##### EXERCISE DATA
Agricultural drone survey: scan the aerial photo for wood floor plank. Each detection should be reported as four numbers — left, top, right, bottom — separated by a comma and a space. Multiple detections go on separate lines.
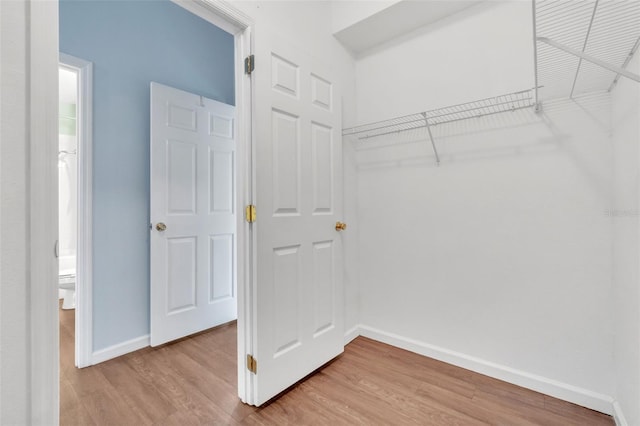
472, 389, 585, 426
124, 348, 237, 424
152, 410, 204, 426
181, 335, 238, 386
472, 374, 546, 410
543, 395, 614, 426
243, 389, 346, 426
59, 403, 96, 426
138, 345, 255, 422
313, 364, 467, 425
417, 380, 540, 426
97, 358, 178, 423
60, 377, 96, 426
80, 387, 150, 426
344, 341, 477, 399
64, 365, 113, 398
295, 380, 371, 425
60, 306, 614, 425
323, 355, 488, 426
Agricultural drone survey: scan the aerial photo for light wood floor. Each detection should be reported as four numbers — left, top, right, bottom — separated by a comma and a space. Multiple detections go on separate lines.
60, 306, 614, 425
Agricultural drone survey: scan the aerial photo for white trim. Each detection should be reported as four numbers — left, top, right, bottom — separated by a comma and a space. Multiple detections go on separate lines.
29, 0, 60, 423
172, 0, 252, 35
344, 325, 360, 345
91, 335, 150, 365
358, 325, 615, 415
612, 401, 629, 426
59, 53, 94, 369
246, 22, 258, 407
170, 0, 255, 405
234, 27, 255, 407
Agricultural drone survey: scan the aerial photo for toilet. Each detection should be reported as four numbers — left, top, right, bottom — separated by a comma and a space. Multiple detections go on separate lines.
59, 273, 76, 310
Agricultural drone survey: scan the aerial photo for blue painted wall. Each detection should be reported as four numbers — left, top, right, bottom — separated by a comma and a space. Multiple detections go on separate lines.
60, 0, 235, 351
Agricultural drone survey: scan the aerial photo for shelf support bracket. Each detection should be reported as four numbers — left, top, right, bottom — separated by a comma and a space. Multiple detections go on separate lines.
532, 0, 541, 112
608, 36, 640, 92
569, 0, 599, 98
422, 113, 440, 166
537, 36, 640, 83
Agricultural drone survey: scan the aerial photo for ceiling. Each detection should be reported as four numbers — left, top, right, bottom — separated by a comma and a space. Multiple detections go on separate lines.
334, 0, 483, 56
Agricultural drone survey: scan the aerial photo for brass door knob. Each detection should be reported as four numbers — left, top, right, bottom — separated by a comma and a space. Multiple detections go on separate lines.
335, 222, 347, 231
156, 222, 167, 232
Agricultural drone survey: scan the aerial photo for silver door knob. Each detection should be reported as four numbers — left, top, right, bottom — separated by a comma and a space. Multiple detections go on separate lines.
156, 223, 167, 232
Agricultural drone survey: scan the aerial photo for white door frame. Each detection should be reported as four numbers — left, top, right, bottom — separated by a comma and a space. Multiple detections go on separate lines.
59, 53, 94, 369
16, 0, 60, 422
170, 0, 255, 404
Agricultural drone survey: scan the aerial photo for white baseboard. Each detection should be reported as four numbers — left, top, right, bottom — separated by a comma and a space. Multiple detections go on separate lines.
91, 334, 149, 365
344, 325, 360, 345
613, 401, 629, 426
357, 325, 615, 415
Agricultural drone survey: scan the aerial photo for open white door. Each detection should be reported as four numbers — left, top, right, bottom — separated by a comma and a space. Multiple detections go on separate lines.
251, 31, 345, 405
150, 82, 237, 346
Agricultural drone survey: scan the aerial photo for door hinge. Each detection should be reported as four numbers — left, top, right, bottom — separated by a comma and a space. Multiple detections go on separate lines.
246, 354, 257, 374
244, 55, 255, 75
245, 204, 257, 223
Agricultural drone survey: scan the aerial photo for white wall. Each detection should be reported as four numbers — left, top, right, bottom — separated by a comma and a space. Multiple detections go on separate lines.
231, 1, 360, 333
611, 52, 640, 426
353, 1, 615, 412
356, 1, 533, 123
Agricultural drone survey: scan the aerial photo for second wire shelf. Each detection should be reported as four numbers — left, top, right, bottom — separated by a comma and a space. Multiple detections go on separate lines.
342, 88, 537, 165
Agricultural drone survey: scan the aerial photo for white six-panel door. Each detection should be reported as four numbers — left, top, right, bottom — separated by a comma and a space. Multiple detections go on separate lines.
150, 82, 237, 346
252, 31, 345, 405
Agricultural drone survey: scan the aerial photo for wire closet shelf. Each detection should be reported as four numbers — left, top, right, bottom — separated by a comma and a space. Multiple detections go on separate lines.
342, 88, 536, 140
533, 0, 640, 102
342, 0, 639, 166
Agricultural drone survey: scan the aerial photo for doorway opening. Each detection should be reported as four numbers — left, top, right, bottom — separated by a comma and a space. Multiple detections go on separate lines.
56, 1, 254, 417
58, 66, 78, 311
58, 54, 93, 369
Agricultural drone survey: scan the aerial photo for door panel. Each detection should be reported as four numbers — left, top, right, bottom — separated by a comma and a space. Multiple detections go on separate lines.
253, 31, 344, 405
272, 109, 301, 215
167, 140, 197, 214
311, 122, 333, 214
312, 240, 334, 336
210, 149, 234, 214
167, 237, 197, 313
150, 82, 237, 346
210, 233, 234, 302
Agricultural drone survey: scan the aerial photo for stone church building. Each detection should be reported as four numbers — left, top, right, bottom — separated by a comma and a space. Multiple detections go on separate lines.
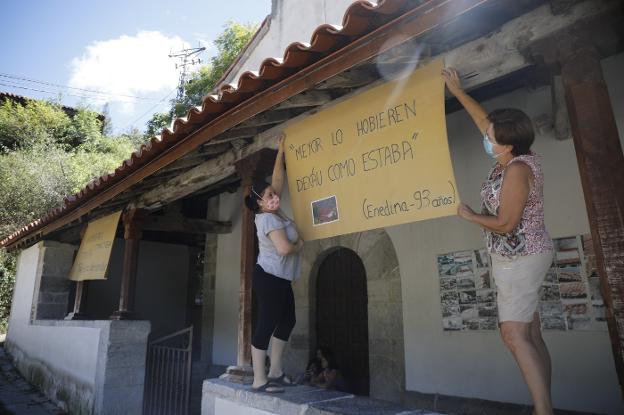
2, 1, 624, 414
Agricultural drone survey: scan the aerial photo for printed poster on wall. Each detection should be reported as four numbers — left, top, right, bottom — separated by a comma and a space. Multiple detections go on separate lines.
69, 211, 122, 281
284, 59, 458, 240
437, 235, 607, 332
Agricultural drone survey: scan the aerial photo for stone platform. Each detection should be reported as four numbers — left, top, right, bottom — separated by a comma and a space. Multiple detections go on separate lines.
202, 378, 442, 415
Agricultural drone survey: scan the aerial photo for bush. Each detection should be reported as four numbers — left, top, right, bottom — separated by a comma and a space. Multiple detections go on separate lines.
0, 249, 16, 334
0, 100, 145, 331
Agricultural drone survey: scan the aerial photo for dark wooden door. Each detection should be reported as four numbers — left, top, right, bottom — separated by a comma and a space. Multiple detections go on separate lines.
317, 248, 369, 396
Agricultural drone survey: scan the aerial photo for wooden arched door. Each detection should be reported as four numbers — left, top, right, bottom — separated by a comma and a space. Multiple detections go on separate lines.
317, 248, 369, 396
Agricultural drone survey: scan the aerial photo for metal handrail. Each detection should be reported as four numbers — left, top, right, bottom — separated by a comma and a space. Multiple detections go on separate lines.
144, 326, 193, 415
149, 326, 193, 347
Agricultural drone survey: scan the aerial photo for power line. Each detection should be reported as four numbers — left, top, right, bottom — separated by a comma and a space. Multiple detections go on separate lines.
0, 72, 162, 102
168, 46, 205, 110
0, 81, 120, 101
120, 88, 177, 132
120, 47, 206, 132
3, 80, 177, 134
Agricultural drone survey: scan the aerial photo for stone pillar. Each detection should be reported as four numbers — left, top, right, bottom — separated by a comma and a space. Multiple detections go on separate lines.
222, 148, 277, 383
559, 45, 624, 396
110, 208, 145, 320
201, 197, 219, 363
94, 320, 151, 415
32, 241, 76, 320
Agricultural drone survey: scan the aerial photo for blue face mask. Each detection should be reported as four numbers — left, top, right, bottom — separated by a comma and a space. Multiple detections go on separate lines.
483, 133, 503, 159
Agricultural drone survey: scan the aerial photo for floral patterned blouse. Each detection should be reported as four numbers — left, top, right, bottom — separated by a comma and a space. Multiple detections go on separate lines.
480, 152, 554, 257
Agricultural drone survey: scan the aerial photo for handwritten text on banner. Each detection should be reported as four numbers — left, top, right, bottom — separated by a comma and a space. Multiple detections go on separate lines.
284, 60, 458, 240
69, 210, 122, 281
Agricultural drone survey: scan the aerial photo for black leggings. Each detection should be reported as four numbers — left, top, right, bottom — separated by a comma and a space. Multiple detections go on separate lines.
##########
▶ [WORK REQUIRED]: Leave the pictures out, and transcribe each of the records exactly.

▶ [YOUR RESPONSE]:
Agricultural drone survey: scan the aerial photo for wood floor plank. Each detection should be reported as four numbers — left, top, right, bottom — separated by a comma and a space. Multiple detections go on separate lines.
472, 389, 585, 426
124, 348, 237, 424
152, 410, 204, 426
181, 335, 238, 386
472, 374, 546, 410
543, 395, 614, 426
243, 389, 346, 426
59, 403, 96, 426
138, 345, 255, 422
313, 364, 467, 425
417, 380, 540, 426
97, 358, 178, 423
60, 377, 96, 426
80, 387, 150, 426
344, 341, 477, 399
64, 365, 113, 398
295, 380, 371, 425
60, 306, 614, 425
323, 355, 488, 426
Agricultural drone survey: scan the aerial photo for light wood floor. Each detection should be reported as four numbers — left, top, right, bottom — separated by a comma and a space. Multiple detections go on separate lines.
60, 306, 614, 425
Agricultural drone survey: scan the aerial photo for white trim. Each detection should be reported as four numbers — left, top, right, bottom — separated by a comma and a space. Multiple detections go on separate lines.
29, 0, 60, 423
172, 0, 252, 35
344, 325, 360, 345
91, 335, 150, 365
358, 325, 615, 415
612, 401, 629, 426
59, 53, 94, 369
246, 22, 258, 407
170, 0, 255, 405
234, 27, 255, 407
Agricultural drone survey: scan the aerial photo for toilet. Each detection should be reported as four numbers — left, top, right, bottom — separated by a comma and a space. Multiple detections go on separate lines.
59, 273, 76, 310
Agricultural drone survey: scan the aerial photo for blue painted wall. Each detection should be reported as four numbers — left, top, right, bottom — separated by a comma and a space. Multiple detections go on separate lines.
60, 0, 235, 351
Agricultural drone survey: scan the aerial photo for shelf support bracket. Each detection should be reported as four numbers — left, top, right, bottom — separated by a comma and a space. Multiple detections go on separate lines.
532, 0, 541, 112
608, 36, 640, 92
569, 0, 599, 98
422, 113, 440, 166
537, 36, 640, 83
Agricultural drone survey: scan the aerial photo for ceiling. Each detection should be reported as four numbers — left, top, right, bottom — separated by a comma and a space. Multiple detections go on separate lines.
334, 0, 483, 56
Agricultural drone survey: scan the aerial photo for brass door knob. Each detection should be reported as four numbers — left, top, right, bottom — separated by a comma and a space. Multiple detections go on separate lines.
335, 222, 347, 231
156, 222, 167, 232
Agricultural drone survey: scan the aerial photo for silver door knob. Each detection should be reported as four numbers — left, top, right, bottom — separated by a comma and a space. Multiple detections go on separate lines.
156, 223, 167, 232
Agricultural drone survey: scan the aerial photo for white door frame. Each detection should be reported as four numbers — left, top, right, bottom — separated by a comma and a space. Multiple detections go on separate lines.
59, 53, 94, 369
16, 0, 60, 422
170, 0, 255, 404
Agricultural drone survey: scan the aerial photo for white baseboard. Each detection should be reported as four numbers — left, top, right, bottom — separated by a comma and a space. Multiple detections go on separate lines.
91, 334, 149, 365
344, 325, 360, 345
613, 401, 629, 426
357, 325, 615, 415
Agricultural drone survey: scan the aerial photo for open white door. Each detection should be reported as four numbers — left, top, right, bottom — separated by a comma and a space. Multiple detections go on separate lines.
251, 31, 345, 405
150, 82, 237, 346
Agricultural drone survey: scan the aerial photo for door hinge. Each detection should be reported as four numbers — left, top, right, bottom — separated by a comma and a space. Multiple detections go on separate lines.
246, 354, 257, 374
244, 55, 255, 75
245, 204, 257, 223
Agricultural drone survey: scan the aerial photo for white wall. Each detection should be reported as four numbers — left, top, right, bottom — separated by a comma and a space. Multiple detections go on separate lines.
231, 1, 360, 333
611, 52, 640, 426
353, 1, 615, 412
356, 1, 533, 123
Agricultural drone survey: scan the aerial photo for second wire shelf. Each detection should be reported as four numbers — left, top, right, bottom — separated by a comma and a space. Multiple detections go on separate lines.
342, 88, 537, 165
Agricultural drone survey: scan the aerial photo for white six-panel door. Each detection should be reported as four numbers — left, top, right, bottom — separated by a comma and a space. Multiple detections go on separate lines.
150, 82, 237, 346
252, 31, 345, 405
Agricultural drone survey: scan the aerial photo for wire closet shelf. Each detection should be reported as four numbers — left, top, right, bottom — separated by a comma and a space. Multiple detections go on separate lines.
342, 88, 536, 140
533, 0, 640, 102
342, 0, 639, 166
Agricultural drone survey: scan the aerial photo for doorway opening. Each detection should be reported as four numbers — left, top, right, bottom — separated by a comma and a space. Multiple detections go on separate lines.
56, 1, 254, 417
58, 66, 78, 311
58, 54, 93, 369
Agricultural drone survey: scan the aerial photo for door panel. Each detection should be reported as four numbers — left, top, right, bottom — separated by a comma and a space. Multiple detections go on separate lines.
253, 31, 344, 405
272, 109, 301, 215
167, 140, 197, 214
311, 122, 333, 214
312, 240, 334, 336
210, 149, 234, 214
167, 237, 197, 313
150, 82, 237, 346
210, 233, 234, 302
Agricultural drone survey: scan the aerial photo for stone church building. Each detection should be reported as four numbers — left, top, right, bottom — separated by a comma and a space. Multiple detections go on separate lines.
2, 1, 624, 414
Agricultural drone survey: scan the aerial photo for printed poster on wall. Each detection should be reported as four numbers — left, top, right, bottom — separated by a comma and a space. Multiple detections go on separate lines.
69, 211, 122, 281
284, 59, 458, 240
437, 235, 607, 332
Agricultural drone survey: scan the aerial photo for stone platform. Each detection should be reported as four numbers — left, top, right, bottom — separated by a comma and a space. Multiple detections go on separate lines.
202, 378, 442, 415
Agricultural drone survey: scan the aerial photo for bush. Each detection should be reported as four numbers — left, top, right, bottom — separated by a comma and a space. Multiple detections go on separate lines.
0, 249, 16, 334
0, 100, 145, 331
Agricultural drone survey: scan the aerial photo for dark wooden door. Each detection should be reported as four numbers — left, top, right, bottom — separated by a comma and a space. Multiple detections go on separate lines.
317, 248, 369, 396
Agricultural drone survey: scan the aerial photo for wooden arched door. Each detection should be reported as four numbers — left, top, right, bottom — separated by a comma and a space. Multiple detections go on separate lines.
317, 248, 369, 396
Agricultural drone survey: scan the aerial photo for metal handrail. Each detection should be reported as four numbers — left, top, right, bottom — separated by a comma and a space. Multiple detections go on separate lines.
144, 326, 193, 415
149, 326, 193, 347
Agricultural drone survey: scan the aerial photo for power line. Each detection should be reported as four numbers — left, top, right, bottom — separated by a comma and a space. Multiple detections go on separate lines.
0, 72, 162, 102
168, 46, 205, 110
0, 81, 120, 101
120, 88, 177, 132
120, 47, 206, 132
3, 80, 177, 134
Agricultural drone survey: scan the aerial photo for stone pillar. Each detection should be reported as four numbers — left, top, right, bottom — separated by a comma and a space. Multiple detections go on separate lines.
222, 148, 277, 383
559, 45, 624, 396
110, 208, 145, 320
201, 197, 219, 363
94, 320, 151, 415
32, 241, 76, 320
Agricultural drone survey: scan the aerial photo for blue face mask. Each detection should be reported as four numbers — left, top, right, bottom — separated by a comma and a space. Multiple detections go on separate lines.
483, 133, 503, 159
Agricultural drone survey: scan the aerial photo for floral patterned blouse. Each detection should be reported as four numbers — left, top, right, bottom — separated by a comma and a space. Multiple detections go on separate lines.
480, 152, 554, 257
Agricultural drone survey: scan the aerial photo for handwritten text on banner. Each detection should be reported as four numbers — left, top, right, bottom — separated by a comma and a space. Multiple detections go on separate lines.
284, 60, 458, 240
69, 210, 122, 281
Agricultural drone survey: scan the aerial photo for black leggings. Each detection should be reported as four numbers — left, top, right, bottom — separated by a comma and a space. Multiple detections go on separate lines.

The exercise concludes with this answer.